SET TASK
Reproduce everything from the start of the listing down to and including the line that contains "[133,371,160,406]", word for word. Leave the pictures out of your copy.

Stored data entries:
● ● ● ● ● ● ●

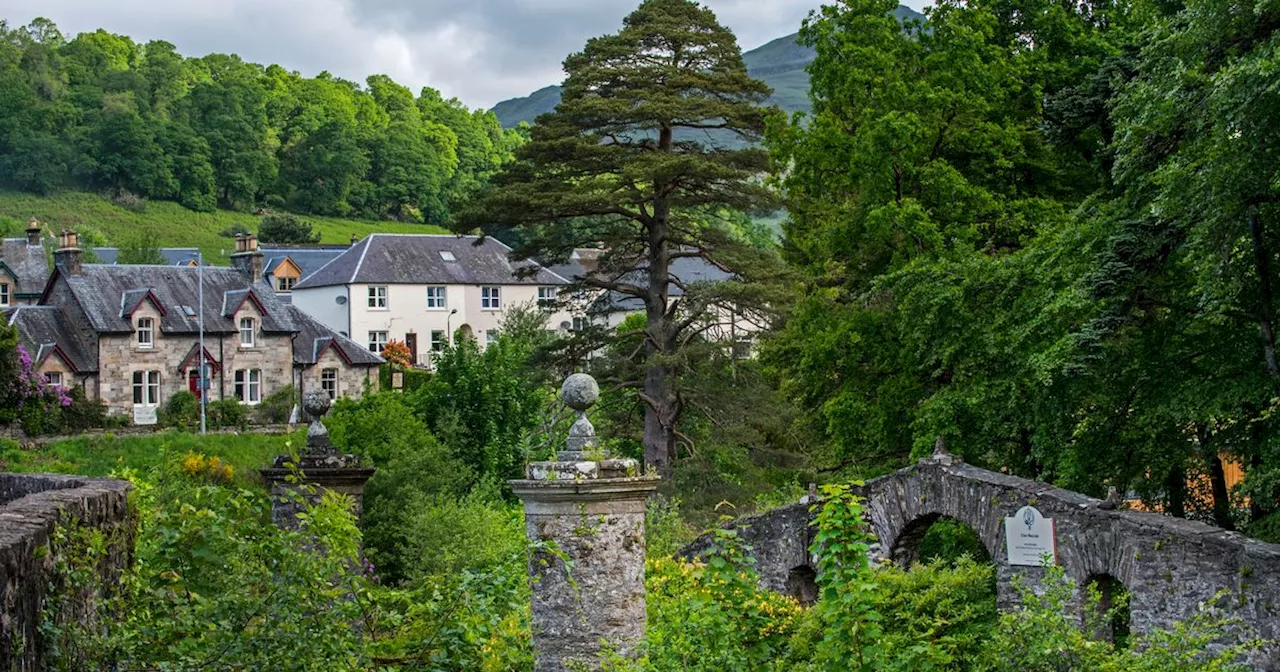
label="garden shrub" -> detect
[401,480,526,585]
[159,389,200,430]
[205,399,248,429]
[253,385,297,425]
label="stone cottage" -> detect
[4,233,383,424]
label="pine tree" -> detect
[457,0,773,474]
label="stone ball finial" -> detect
[561,374,600,412]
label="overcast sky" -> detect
[0,0,925,108]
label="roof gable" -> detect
[294,233,568,289]
[120,288,169,317]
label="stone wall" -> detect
[681,460,1280,669]
[0,474,133,672]
[298,348,378,399]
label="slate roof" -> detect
[93,247,198,266]
[48,264,297,334]
[4,306,97,371]
[259,244,351,278]
[288,306,385,366]
[0,238,49,296]
[294,233,567,289]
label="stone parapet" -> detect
[508,374,658,672]
[0,474,133,672]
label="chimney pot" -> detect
[54,230,81,275]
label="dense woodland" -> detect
[0,19,520,223]
[0,0,1280,672]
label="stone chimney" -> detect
[232,233,264,283]
[54,230,81,275]
[27,218,40,244]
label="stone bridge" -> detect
[681,454,1280,669]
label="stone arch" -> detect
[1080,573,1132,646]
[890,512,993,570]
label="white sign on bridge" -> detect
[1005,507,1057,567]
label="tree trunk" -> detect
[1165,465,1187,518]
[1249,207,1280,378]
[1204,451,1235,530]
[644,128,678,477]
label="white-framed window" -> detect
[538,287,556,308]
[241,317,257,348]
[369,285,387,310]
[234,369,262,403]
[137,317,156,348]
[426,284,449,310]
[320,369,338,399]
[480,287,502,310]
[133,371,160,406]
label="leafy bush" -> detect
[159,389,200,430]
[324,392,474,584]
[205,399,248,429]
[257,212,320,244]
[42,456,369,671]
[253,385,297,425]
[401,480,525,585]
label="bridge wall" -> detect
[681,457,1280,669]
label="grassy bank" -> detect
[0,191,444,262]
[0,430,306,485]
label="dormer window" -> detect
[136,317,156,349]
[369,287,387,310]
[241,317,257,348]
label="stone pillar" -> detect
[259,389,375,527]
[511,374,658,672]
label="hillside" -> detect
[0,191,444,264]
[493,5,924,128]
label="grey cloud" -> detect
[0,0,923,108]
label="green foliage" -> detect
[0,191,444,264]
[641,529,801,672]
[253,385,298,425]
[406,325,548,480]
[0,19,520,221]
[325,392,475,585]
[454,0,776,475]
[401,480,526,585]
[115,238,168,264]
[205,399,248,429]
[257,212,320,244]
[157,389,198,430]
[44,453,365,669]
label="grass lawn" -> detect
[0,191,445,264]
[0,430,306,485]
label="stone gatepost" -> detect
[259,389,375,527]
[509,374,658,672]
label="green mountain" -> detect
[493,5,924,128]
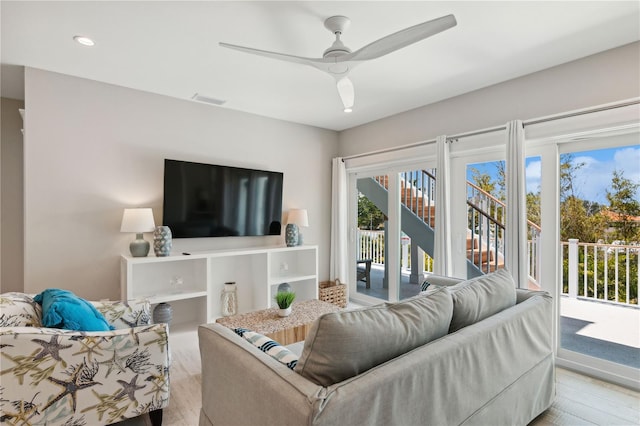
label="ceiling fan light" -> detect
[73,36,96,46]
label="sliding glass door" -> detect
[558,137,640,380]
[351,161,435,303]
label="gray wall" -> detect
[0,98,24,292]
[339,42,640,156]
[24,68,338,299]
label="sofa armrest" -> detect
[516,288,549,305]
[0,324,169,425]
[425,274,464,287]
[198,323,324,425]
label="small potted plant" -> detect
[275,291,296,317]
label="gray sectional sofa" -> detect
[199,271,555,426]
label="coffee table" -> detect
[216,299,340,345]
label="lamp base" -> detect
[129,233,151,257]
[284,223,298,247]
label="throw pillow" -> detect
[0,292,42,327]
[295,288,453,386]
[90,299,152,329]
[33,288,114,331]
[233,328,298,370]
[448,269,516,333]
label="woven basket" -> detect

● ● ● ● ● ● ●

WORKED SOLUTION
label="garden shrub" -> detect
[401,480,526,585]
[159,389,200,430]
[205,399,248,429]
[253,385,297,425]
label="stone cottage" -> detect
[4,233,383,424]
label="pine tree" -> detect
[457,0,773,474]
label="stone ball finial" -> detect
[561,374,600,412]
label="overcast sky" -> detect
[0,0,925,108]
label="roof gable" -> detect
[294,233,568,289]
[120,288,169,317]
label="stone wall" -> detect
[681,460,1280,669]
[0,474,133,672]
[298,348,378,399]
label="slate roof" -> detect
[93,247,198,266]
[48,264,297,334]
[4,306,97,371]
[259,244,351,278]
[288,306,385,366]
[0,238,49,296]
[294,233,567,289]
label="stone parapet" -> detect
[508,374,658,672]
[0,474,133,672]
label="chimney pot" -> detect
[54,230,81,275]
label="dense woodland" -> detect
[0,19,520,223]
[0,0,1280,672]
label="stone chimney" -> detect
[232,233,264,283]
[54,230,81,275]
[27,218,40,244]
label="stone bridge" -> detect
[681,454,1280,669]
label="stone arch" -> detect
[1080,573,1132,646]
[890,512,993,570]
label="white sign on bridge" -> detect
[1005,507,1057,567]
label="tree trunk" -> detect
[1165,465,1187,518]
[1249,207,1280,378]
[1204,451,1235,530]
[644,128,678,477]
label="white-framed window" -> detect
[538,287,556,308]
[241,317,257,348]
[369,285,387,310]
[234,369,262,403]
[137,317,156,348]
[426,284,449,310]
[320,369,338,399]
[480,287,502,310]
[133,371,160,406]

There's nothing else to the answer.